--- MATERIAL SHOWN Enclosed Below ---

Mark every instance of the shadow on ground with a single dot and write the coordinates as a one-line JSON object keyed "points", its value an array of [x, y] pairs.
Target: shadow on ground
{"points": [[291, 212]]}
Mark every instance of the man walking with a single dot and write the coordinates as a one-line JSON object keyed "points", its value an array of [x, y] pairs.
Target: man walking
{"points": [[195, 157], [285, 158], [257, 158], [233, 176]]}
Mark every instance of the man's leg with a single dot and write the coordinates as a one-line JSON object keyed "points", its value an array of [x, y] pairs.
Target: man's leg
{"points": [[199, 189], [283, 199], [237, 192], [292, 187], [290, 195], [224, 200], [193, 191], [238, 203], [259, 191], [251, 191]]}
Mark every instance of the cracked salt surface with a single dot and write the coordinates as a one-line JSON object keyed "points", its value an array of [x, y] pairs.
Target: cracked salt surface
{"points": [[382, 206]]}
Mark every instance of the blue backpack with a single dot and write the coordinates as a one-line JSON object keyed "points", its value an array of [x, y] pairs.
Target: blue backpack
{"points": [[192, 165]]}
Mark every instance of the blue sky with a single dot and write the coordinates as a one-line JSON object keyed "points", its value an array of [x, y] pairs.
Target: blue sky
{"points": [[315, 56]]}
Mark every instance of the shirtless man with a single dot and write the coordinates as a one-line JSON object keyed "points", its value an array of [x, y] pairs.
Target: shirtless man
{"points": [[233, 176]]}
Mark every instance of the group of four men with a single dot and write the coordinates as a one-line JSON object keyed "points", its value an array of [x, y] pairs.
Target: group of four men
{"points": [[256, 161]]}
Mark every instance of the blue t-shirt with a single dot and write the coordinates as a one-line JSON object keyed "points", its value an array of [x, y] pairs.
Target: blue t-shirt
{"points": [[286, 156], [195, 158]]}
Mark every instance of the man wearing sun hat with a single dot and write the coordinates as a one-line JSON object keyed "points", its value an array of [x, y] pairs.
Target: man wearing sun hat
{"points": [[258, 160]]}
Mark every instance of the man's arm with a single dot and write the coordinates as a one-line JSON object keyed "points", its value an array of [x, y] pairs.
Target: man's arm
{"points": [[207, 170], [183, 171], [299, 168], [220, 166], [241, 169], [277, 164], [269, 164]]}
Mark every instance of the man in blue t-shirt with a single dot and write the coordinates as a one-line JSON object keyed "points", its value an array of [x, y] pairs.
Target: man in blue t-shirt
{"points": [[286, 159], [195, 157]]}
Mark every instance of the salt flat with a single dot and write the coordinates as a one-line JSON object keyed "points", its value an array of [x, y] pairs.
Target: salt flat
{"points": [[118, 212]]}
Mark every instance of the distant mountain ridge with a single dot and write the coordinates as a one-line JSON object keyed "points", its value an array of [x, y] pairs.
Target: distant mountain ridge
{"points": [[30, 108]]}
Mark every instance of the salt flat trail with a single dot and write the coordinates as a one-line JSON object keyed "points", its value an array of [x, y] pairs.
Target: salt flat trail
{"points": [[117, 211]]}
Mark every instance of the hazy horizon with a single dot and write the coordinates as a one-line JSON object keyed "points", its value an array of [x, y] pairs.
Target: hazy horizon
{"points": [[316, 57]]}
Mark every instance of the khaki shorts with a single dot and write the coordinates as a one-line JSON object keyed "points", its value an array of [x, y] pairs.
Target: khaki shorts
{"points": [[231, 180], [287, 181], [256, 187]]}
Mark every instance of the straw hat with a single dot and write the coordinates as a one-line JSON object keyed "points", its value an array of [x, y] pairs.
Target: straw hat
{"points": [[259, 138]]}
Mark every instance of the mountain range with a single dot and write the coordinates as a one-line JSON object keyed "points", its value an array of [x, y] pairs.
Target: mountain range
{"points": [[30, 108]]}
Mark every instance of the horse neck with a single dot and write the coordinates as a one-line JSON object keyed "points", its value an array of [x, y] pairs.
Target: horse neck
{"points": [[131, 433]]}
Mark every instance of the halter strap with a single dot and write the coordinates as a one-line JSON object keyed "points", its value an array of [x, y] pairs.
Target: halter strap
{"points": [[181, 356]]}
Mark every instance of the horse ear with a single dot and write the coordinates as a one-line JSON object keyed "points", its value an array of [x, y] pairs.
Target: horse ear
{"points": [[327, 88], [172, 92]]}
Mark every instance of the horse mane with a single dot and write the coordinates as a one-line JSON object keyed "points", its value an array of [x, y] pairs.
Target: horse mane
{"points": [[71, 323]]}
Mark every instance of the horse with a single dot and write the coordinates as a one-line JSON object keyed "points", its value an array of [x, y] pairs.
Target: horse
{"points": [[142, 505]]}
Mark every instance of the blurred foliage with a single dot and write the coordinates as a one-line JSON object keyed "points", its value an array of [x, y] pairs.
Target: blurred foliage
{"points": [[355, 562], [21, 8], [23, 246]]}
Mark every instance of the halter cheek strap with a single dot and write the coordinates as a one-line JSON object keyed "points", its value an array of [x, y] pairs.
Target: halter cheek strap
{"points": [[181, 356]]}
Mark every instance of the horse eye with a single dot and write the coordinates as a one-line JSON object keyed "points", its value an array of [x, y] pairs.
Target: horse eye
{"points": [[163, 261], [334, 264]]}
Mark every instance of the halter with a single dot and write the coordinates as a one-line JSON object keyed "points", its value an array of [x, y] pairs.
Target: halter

--- End of Enclosed MATERIAL SHOWN ---

## TASK DESCRIPTION
Write out precisely the lines from the one holding "Mark every instance of the blurred" through the end of the material, including both of those ends.

## ANSWER TO THIS EXERCISE
Mark every instance of the blurred foliage with a single dot and write the coordinates as a one-line JSON object keyed "points", its value an array of [x, y] pairs.
Target: blurred foliage
{"points": [[355, 562], [21, 8], [23, 246]]}
Mark every instance of the halter cheek strap with a single dot and write the coordinates as a one-line JSON object keyed "points", its value an array of [x, y] pairs.
Target: halter cheek strap
{"points": [[181, 356]]}
Mark every instance of the horse eye with a single dot and write the coordinates as a one-line JSON object keyed "points", its value an array of [x, y] pairs.
Target: horse eye
{"points": [[163, 261], [334, 264]]}
Mark every instance of the halter with a single dot and write the coordinates as a one-line JSON object keyed "points", its value an array of [x, y] pairs.
Target: halter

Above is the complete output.